- Document passage
——————————

The Future of Data Retention Regimes and National Security in the EU after the Quadrature Du Net and Privacy International Judgments

Issue: 
28
Volume: 
24
By: 
Monika Zalnieriute
Date: 
November 05, 2020
 

Introduction

On October 6, 2020, the Grand Chamber of the Court of Justice (CJEU) delivered two long-awaited judgments on data retention, national security and fundamental rights: Joined Cases C-511/18 La Quadrature Du Net and Others, C-512/18 French Data Network and Others, and C-520/18 Ordre des Barreaux Francophones et Germanophone and Others (hereinafter Quadrature Du Net)[1] and Case C-623/17 Privacy International (Privacy International).[2] In both judgments, the Court ruled that the EU Privacy and Electronic Communications Directive (2002/58) (e-Privacy Directive)[3] and the EU Charter of Fundamental Rights[4] generally prevent national law from enabling bulk data retention of traffic and location data. However, EU law does not preclude indiscriminate data retention measures if member states can demonstrate the existence of legitimate and serious threats to national security. In such cases, bulk data can only be retained during a strictly necessary period, and the decision must be subject to review by a court or independent administrative body. 

National Security, Data Retention, and the Division of Competence in the EU

Quadrature Du Net and Privacy International involved proceedings brought before the Investigatory Powers Tribunal in the United Kingdom (UK) and the Conseil d'État in France and the Constitutional Court in Belgium, concerning the lawfulness of national legislation requiring communications service providers to forward users' traffic data and location data to a public authority or to retain such data in a general or indiscriminate way. The national courts referred the cases to the CJEU to clarify whether: (1) the activities of national security agencies—as opposed to general law enforcement agencies—fall within the scope of EU law, and (2) whether indiscriminate data retention for national security purposes is compatible with EU law. 

The positive answer to the first question in all four cases shows that the CJEU has become an important actor in regulating national security and intelligence activities in EU member states. The emergence of an EU actor capable of seriously influencing national powers of surveillance is relatively new. Only with the end of the Cold War have the activities of intelligence agencies become gradually regulated by statutory laws, rather than being shielded behind secretive executive decrees.

——————————

- Provided records
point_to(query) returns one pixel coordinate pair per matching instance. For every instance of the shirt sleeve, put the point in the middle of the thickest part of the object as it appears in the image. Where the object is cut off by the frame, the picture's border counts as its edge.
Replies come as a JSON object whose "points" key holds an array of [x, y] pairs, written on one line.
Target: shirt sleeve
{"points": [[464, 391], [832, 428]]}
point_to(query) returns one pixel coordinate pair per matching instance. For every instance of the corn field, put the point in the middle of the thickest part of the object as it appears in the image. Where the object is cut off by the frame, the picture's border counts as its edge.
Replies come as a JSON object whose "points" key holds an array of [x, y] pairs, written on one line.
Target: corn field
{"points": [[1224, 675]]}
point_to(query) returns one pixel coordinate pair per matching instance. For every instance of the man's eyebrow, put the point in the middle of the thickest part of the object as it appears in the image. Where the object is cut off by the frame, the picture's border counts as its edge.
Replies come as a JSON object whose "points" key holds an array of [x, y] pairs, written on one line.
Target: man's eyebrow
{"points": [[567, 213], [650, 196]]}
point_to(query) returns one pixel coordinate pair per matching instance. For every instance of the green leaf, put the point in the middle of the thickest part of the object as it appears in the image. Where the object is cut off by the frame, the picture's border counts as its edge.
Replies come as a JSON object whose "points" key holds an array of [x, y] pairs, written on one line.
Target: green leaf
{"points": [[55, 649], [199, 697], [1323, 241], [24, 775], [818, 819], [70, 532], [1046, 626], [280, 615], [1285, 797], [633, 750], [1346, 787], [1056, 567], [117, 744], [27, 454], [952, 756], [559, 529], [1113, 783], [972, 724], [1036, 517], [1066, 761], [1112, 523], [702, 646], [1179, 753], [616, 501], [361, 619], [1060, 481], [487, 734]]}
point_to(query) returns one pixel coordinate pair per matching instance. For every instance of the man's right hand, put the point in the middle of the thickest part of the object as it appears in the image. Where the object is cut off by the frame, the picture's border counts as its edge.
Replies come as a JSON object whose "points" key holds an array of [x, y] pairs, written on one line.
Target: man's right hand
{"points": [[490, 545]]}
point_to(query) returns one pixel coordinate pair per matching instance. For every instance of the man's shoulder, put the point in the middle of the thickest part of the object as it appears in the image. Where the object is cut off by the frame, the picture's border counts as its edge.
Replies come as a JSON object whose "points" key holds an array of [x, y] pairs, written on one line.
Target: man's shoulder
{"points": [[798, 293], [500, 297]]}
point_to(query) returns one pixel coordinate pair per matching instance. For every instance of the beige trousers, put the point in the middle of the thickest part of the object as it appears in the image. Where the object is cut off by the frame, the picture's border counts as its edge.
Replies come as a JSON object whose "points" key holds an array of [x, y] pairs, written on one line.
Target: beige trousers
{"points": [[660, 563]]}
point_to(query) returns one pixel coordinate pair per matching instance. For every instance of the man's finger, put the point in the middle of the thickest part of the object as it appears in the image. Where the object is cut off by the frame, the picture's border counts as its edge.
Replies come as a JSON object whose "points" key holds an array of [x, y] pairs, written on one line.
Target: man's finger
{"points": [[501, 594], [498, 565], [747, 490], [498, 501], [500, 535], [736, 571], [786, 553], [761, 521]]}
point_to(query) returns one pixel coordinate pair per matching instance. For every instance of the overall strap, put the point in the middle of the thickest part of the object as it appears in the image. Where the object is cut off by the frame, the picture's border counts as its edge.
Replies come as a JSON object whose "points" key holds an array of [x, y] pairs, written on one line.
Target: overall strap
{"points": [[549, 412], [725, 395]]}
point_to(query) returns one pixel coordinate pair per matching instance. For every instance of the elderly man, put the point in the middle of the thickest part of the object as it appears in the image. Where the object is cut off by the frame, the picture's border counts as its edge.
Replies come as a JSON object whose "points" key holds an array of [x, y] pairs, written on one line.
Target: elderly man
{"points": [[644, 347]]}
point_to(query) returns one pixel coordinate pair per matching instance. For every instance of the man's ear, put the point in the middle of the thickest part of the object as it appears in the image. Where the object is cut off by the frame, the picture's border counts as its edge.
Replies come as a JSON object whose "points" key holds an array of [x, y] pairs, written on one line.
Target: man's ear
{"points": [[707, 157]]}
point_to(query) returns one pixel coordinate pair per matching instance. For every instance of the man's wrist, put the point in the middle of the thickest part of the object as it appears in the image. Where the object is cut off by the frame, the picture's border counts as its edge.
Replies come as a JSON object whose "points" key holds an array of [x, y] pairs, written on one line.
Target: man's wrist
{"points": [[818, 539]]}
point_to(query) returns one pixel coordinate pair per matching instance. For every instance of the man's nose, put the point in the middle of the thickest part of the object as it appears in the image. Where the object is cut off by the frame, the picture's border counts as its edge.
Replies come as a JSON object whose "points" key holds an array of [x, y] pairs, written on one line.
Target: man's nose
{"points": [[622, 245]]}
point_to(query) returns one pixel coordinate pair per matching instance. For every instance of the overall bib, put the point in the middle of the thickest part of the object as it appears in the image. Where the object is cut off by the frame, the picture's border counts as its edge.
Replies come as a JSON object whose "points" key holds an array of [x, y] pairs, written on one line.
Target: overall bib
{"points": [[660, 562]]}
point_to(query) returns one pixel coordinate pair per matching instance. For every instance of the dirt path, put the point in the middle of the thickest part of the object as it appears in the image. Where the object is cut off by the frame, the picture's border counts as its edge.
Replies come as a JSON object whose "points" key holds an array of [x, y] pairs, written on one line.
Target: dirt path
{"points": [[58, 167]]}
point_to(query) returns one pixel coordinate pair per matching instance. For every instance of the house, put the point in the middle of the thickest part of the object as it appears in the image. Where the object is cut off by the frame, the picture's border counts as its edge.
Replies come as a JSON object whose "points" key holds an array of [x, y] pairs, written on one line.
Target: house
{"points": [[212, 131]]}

——————————

- Requirements
(1) In the data retention article, why did the national courts refer the cases to the CJEU?
(2) Retype the passage of the data retention article that begins at the words "Quadrature Du Net and Privacy" and stops after the words "with EU law.".
(3) Extend the data retention article from its final sentence onward.

- Per-task outputs
(1) They referred the cases to the CJEU to clarify two questions. The first was whether the activities of national security agencies, as opposed to general law enforcement agencies, fall within the scope of EU law. The second was whether indiscriminate data retention for national security purposes is compatible with EU law.

(2)
Quadrature Du Net and Privacy International involved proceedings brought before the Investigatory Powers Tribunal in the United Kingdom (UK) and the Conseil d'État in France and the Constitutional Court in Belgium, concerning the lawfulness of national legislation requiring communications service providers to forward users' traffic data and location data to a public authority or to retain such data in a general or indiscriminate way. The national courts referred the cases to the CJEU to clarify whether: (1) the activities of national security agencies—as opposed to general law enforcement agencies—fall within the scope of EU law, and (2) whether indiscriminate data retention for national security purposes is compatible with EU law.

(3)
This relative novelty is reflected in the EU legal framework, where national security, despite European integration, has explicitly remained the responsibility of member states. Under the Treaty of the European Union (TEU), the EU only exercises competences that have been expressly or impliedly delegated to the EU by the member states.[5] The TEU also provides that "the Union shall respect the . . . Member States' essential State functions, including safeguarding national security . . . national security remains the sole responsibility of each Member State."[6]

However, national security intersects and overlaps with internal EU security, where the EU does have shared competence to adopt legislative measures under Title V of Treaty on the Functioning of the European Union (TFEU),[7] which establishes an area of Freedom, Security, and Justice. It provides for EU competence to adopt legislation on police cooperation[8] and fighting organized crime and terrorism[9]—matters closely related to national security. The TFEU further stipulates that the EU's competence in justice and security "shall not affect the exercise of the responsibilities incumbent upon Member States with regard to the maintenance of law and order and the safeguarding of internal security."[10] Shared competence means that the EU member states can also act in this area, but they have to comply with the EU legal framework.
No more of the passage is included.